Problem description. Arrange the lines below as a JSON list of strings, one string per line with blank lines omitted, starting with the line that contains "wall mirror, each" and continuing through the last line. Leave the pictures out.

Coordinate annotation lines.
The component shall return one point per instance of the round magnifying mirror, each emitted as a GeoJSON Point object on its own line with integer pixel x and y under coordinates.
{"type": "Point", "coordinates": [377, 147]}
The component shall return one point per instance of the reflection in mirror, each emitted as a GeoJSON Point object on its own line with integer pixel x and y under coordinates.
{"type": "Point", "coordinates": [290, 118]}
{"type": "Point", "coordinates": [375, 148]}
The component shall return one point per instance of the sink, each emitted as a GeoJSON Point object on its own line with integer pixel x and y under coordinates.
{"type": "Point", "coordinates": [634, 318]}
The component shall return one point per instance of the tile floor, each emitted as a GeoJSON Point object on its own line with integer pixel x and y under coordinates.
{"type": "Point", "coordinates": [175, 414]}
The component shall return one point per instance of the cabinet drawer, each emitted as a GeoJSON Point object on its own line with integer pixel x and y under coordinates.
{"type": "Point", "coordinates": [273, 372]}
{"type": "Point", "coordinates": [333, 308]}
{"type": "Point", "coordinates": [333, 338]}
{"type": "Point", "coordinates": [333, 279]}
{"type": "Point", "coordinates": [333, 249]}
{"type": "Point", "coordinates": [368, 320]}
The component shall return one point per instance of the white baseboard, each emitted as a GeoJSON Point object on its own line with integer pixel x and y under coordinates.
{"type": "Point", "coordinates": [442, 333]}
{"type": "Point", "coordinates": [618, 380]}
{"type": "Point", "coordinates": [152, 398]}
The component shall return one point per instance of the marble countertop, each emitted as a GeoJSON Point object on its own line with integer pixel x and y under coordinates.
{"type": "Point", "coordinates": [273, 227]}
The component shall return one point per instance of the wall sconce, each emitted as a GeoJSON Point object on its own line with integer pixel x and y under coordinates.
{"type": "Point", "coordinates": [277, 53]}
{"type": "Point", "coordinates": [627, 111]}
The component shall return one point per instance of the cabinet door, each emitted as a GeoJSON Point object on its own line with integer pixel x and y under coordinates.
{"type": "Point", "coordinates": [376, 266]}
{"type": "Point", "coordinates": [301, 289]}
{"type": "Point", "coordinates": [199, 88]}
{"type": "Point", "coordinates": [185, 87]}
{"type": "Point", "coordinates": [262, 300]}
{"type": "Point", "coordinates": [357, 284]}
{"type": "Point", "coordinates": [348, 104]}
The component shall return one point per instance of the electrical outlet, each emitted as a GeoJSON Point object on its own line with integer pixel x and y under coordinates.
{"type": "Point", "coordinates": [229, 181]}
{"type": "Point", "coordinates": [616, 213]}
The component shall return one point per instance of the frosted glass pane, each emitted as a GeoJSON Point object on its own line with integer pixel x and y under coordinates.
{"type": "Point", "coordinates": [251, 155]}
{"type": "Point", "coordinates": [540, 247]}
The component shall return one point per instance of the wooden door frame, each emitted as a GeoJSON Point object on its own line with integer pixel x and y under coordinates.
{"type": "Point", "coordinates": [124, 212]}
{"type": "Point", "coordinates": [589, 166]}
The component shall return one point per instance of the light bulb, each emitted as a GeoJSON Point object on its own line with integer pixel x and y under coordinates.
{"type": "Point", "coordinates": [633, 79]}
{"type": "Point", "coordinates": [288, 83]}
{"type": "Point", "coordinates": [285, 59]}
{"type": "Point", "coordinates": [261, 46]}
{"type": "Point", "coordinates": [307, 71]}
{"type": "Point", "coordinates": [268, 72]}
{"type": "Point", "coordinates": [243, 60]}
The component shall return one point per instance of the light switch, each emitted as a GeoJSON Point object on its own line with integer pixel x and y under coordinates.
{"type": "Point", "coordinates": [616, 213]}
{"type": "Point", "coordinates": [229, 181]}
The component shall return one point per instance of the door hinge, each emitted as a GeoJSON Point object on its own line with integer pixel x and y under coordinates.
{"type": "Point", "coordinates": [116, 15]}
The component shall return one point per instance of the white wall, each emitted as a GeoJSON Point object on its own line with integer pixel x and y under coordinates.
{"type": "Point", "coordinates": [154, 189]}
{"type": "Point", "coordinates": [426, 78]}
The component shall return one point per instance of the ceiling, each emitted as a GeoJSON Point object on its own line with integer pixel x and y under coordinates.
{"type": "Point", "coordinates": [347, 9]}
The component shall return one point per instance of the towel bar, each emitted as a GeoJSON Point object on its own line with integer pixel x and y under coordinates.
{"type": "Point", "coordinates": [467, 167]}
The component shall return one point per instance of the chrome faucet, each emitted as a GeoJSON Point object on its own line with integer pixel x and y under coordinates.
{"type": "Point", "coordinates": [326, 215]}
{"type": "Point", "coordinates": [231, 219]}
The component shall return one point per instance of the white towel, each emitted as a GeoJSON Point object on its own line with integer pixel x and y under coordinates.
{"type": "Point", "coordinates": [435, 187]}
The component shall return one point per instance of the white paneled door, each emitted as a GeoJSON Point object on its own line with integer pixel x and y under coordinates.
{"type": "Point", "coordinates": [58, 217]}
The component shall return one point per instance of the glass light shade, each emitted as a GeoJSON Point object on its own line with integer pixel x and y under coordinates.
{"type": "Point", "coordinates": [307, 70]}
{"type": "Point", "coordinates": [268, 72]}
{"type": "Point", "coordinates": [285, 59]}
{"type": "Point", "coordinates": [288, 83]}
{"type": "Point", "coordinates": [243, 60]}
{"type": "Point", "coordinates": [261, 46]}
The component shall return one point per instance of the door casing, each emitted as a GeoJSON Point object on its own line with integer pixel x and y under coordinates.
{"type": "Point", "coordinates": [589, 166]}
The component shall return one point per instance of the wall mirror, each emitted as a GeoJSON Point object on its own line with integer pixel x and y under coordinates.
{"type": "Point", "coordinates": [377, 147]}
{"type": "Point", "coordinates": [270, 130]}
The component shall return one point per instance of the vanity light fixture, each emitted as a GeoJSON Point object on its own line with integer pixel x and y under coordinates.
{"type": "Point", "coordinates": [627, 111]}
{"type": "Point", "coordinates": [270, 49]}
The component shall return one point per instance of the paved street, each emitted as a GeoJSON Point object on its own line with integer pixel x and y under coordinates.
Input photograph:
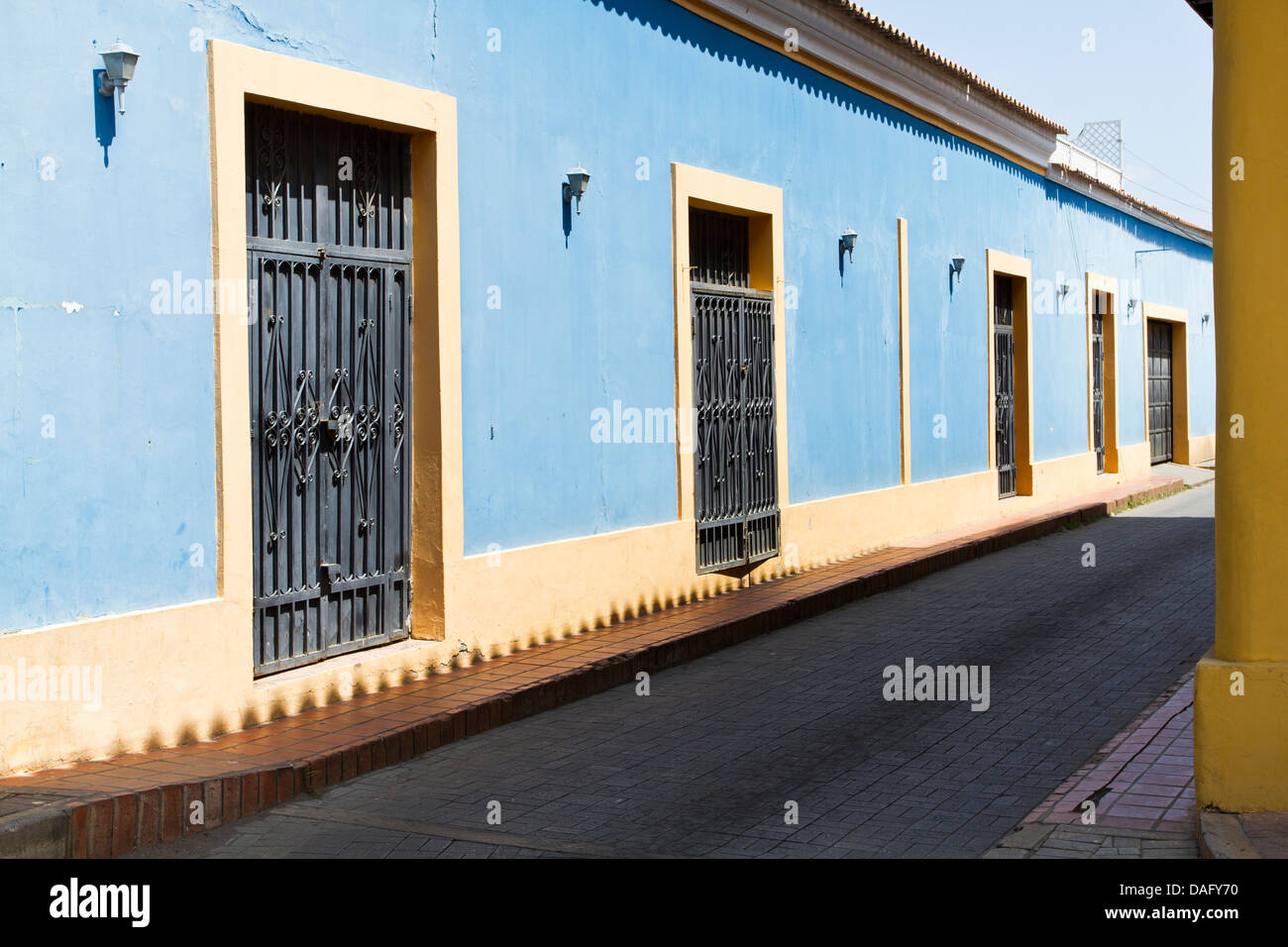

Result of this task.
[
  "The component shall return one point per instance of the wall mirror, each emitted as a GeoJSON Point object on its own line with integer pixel x and y under coordinates.",
  "{\"type\": \"Point\", \"coordinates\": [377, 147]}",
  "{\"type\": \"Point\", \"coordinates\": [270, 130]}",
  "The component shall return one point per instance of the vanity light fixture, each emitted as a GeoJSON Point object on its own line with integer pixel x and y under coordinates.",
  "{\"type\": \"Point\", \"coordinates\": [627, 111]}",
  "{\"type\": \"Point\", \"coordinates\": [270, 49]}",
  "The component shall return one point per instance of the paved street, each emitted as a GeoJSON Point object on its own line with integer pixel x and y under coordinates.",
  "Input photograph:"
]